Copy out all lines of the records in which the word "flower" appears.

» **DATA TO PROCESS**

- Opening Delimiter -

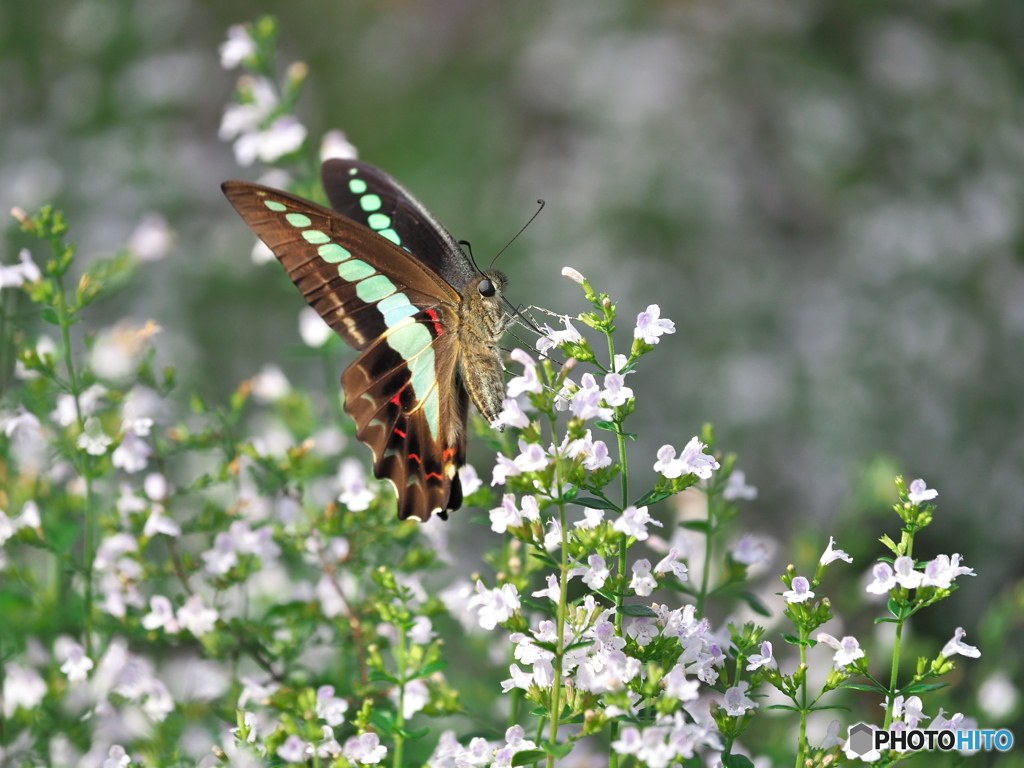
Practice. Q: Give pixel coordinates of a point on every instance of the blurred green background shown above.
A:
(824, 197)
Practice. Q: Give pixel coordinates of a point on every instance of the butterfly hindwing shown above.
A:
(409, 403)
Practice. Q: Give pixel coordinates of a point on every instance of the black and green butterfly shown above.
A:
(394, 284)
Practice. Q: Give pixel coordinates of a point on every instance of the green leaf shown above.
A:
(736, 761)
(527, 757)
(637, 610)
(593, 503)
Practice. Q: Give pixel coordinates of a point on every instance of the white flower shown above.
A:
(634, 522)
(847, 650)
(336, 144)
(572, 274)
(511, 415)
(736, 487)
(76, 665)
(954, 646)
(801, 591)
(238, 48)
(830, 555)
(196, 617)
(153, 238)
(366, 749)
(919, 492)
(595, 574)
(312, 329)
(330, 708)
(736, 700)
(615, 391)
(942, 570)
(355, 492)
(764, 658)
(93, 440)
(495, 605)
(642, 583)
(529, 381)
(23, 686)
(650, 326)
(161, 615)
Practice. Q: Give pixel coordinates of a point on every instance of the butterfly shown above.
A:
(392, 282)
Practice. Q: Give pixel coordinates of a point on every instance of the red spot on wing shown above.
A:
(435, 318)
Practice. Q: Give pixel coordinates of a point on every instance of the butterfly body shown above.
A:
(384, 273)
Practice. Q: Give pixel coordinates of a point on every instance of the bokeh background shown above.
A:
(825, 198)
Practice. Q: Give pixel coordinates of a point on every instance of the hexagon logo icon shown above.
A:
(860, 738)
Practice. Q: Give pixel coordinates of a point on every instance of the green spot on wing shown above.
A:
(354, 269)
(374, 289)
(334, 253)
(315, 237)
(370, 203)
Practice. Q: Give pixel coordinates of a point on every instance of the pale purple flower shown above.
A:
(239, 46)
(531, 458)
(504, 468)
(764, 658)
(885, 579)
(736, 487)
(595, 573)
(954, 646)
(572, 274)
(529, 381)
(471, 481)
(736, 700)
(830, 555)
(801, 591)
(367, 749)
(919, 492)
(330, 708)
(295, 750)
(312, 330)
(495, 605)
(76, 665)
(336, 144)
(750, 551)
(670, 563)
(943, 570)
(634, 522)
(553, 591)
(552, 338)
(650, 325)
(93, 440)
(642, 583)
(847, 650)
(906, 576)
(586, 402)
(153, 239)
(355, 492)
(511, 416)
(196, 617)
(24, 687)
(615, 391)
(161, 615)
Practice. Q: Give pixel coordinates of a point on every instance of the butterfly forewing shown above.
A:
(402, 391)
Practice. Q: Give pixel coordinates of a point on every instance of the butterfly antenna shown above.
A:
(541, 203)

- Closing Delimiter -

» **YOUR SOLUTION**
Practice. Q: Give pixel coordinates of a point on every instance of the white flower shown above.
Practice. Q: Give pixel coordinates of a point on every instance of the pale purple flower shown above.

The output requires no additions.